### [Rows of box annotation data]
==============================

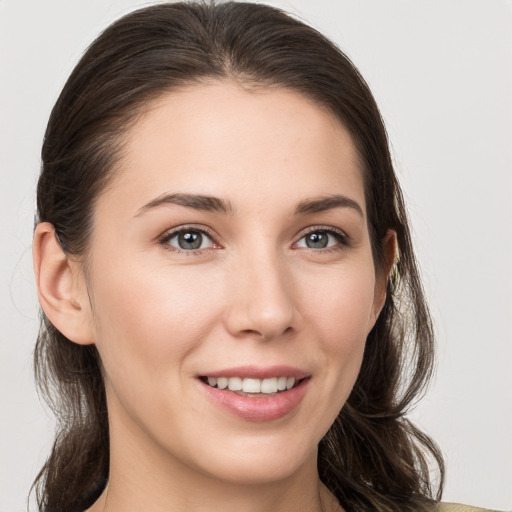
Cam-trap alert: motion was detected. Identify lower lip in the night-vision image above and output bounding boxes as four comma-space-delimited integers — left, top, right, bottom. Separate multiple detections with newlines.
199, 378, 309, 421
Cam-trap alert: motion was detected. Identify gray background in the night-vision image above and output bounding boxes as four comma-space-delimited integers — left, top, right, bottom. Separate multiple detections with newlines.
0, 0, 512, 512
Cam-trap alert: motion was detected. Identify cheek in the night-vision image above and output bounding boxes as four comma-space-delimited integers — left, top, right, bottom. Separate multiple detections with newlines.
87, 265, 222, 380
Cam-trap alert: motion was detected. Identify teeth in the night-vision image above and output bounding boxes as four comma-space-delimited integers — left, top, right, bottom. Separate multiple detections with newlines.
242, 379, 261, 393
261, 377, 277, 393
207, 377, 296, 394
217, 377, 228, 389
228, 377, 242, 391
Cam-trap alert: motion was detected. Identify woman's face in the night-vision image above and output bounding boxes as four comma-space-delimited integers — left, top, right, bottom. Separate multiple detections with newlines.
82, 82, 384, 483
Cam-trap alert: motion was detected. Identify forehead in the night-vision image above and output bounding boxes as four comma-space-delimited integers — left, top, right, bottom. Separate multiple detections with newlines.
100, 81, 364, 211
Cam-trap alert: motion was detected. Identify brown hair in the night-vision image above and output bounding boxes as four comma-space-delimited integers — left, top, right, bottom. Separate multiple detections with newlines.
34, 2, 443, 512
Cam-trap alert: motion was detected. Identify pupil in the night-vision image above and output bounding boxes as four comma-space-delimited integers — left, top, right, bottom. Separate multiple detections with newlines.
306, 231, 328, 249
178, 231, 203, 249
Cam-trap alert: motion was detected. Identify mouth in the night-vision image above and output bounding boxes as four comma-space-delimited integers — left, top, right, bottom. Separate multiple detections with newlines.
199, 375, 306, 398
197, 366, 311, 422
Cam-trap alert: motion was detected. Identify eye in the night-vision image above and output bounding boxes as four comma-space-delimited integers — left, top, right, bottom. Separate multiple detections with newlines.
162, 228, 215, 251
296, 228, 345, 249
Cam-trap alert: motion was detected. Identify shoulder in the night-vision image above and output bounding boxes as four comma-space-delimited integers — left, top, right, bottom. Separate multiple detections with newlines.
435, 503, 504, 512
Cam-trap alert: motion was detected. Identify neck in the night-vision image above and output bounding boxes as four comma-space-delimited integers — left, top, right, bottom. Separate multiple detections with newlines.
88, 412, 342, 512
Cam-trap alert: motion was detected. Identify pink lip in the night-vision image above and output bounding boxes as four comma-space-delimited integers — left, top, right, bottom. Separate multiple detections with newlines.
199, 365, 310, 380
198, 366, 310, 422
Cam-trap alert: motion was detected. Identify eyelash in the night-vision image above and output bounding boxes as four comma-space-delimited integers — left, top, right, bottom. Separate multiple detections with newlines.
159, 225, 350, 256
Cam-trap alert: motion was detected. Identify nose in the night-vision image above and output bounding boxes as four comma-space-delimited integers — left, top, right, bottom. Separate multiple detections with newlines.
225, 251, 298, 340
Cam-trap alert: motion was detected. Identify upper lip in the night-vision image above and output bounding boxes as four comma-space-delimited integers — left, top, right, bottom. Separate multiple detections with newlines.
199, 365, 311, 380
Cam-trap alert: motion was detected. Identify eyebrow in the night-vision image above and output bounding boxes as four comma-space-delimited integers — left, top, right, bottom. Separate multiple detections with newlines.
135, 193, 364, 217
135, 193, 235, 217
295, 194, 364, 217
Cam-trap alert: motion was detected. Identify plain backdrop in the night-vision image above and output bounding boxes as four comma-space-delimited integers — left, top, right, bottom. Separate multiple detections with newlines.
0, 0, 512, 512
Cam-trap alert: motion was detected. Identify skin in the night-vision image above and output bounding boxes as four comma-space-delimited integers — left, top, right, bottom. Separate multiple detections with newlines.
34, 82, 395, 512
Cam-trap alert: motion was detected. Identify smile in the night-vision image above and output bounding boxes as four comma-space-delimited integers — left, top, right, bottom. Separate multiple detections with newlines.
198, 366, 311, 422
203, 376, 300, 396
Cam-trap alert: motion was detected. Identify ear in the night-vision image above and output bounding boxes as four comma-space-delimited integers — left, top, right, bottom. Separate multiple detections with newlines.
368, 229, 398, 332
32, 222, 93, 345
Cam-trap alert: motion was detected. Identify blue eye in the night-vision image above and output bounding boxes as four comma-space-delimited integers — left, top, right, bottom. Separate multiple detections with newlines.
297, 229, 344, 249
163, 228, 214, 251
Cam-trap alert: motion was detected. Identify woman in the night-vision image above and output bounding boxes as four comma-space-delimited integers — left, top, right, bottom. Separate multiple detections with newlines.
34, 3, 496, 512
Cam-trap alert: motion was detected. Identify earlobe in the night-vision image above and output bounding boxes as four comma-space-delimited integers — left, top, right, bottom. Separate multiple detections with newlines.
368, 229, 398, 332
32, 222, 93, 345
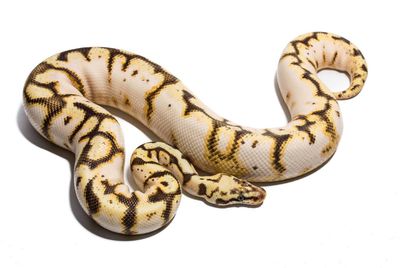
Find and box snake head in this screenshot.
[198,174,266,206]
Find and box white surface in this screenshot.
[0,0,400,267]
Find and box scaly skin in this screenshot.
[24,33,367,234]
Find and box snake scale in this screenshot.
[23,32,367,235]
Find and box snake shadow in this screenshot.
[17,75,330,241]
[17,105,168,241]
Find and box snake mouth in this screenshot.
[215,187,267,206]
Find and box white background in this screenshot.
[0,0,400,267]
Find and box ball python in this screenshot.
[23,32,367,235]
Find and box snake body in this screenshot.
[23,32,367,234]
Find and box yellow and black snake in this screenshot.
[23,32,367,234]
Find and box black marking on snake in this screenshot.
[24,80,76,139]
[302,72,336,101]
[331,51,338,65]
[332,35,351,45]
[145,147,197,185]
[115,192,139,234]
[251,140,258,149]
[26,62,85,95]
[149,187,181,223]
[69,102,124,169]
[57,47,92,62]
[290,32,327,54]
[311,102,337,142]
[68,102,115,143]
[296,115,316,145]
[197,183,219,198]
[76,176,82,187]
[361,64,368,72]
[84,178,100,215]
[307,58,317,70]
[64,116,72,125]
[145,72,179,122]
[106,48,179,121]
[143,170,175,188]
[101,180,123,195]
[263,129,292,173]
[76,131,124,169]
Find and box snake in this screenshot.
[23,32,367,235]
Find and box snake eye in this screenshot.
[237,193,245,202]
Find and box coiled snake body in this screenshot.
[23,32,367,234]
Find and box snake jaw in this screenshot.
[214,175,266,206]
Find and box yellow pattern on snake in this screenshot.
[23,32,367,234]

==============================

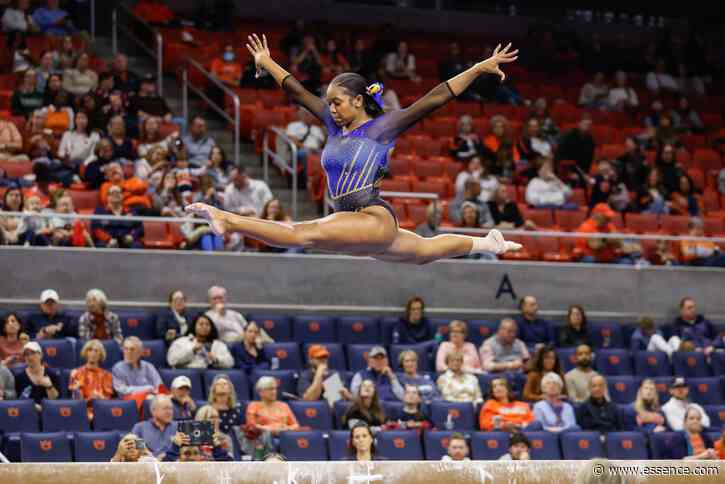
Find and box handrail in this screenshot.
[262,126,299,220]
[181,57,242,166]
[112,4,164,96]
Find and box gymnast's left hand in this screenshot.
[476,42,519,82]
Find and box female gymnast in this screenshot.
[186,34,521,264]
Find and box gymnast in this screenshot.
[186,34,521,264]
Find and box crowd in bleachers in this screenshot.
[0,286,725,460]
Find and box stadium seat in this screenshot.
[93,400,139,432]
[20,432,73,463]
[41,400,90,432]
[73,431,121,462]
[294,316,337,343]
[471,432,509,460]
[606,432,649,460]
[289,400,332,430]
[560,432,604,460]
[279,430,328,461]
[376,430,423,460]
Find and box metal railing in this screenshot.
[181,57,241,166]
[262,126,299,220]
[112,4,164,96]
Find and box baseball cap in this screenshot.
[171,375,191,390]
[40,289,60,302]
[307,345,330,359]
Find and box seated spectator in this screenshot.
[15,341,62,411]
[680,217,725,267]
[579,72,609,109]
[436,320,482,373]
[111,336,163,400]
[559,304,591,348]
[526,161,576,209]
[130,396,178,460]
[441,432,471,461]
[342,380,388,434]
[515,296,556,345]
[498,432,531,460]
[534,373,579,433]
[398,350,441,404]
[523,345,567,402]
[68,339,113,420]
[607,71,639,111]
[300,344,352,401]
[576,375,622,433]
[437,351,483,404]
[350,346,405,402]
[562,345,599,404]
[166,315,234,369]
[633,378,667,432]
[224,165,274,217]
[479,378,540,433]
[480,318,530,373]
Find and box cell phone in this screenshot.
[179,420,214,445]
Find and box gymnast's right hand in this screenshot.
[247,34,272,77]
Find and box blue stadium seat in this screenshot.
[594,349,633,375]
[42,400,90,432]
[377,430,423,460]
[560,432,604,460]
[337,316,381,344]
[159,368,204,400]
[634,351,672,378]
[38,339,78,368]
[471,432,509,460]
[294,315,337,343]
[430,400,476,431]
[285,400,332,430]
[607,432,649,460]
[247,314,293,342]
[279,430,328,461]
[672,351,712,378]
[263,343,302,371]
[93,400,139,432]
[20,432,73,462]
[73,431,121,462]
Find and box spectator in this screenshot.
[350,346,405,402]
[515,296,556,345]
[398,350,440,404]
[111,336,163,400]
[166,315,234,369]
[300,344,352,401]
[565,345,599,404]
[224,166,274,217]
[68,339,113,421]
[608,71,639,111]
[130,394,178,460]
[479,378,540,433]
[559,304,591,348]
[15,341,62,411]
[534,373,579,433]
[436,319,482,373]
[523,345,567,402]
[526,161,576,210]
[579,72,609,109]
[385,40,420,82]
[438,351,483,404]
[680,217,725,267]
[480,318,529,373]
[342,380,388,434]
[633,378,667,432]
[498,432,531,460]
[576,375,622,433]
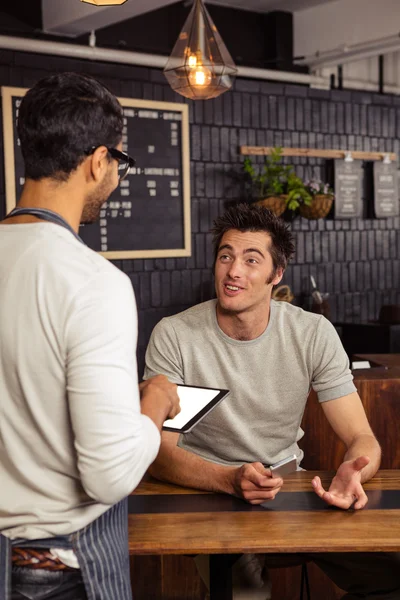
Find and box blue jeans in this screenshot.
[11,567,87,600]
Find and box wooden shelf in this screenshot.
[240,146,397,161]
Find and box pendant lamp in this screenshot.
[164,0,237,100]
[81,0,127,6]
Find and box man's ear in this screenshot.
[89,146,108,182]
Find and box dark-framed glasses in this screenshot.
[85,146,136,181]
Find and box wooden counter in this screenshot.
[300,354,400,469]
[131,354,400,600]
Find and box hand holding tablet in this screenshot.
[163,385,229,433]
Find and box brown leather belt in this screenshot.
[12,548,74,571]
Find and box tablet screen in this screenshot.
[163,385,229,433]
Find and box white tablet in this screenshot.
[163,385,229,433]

==============================

### [Directive]
Pull out each line above that contains the word "skin" and copy it in full.

### [Complete answer]
Cam-trap alert: motion was detected. Identify skin in the night-vision image above and output bounding boxes as four comma-space-delimited integers — left, top, right, bottom. Separate multiple detections with newlines.
Find and box scaly skin in this screenshot.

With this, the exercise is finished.